-- Start Record excerpts --

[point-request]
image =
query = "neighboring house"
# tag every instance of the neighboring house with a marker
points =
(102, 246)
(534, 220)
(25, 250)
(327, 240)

-- End Record excerpts --

[Objective]
Change every "neighboring house" in the records above to "house next door", and write the records out again with nothing else altered.

[Worked answer]
[point-request]
image =
query = "house next door"
# tag every instance of the house next door with a marker
points =
(102, 246)
(534, 220)
(25, 250)
(327, 240)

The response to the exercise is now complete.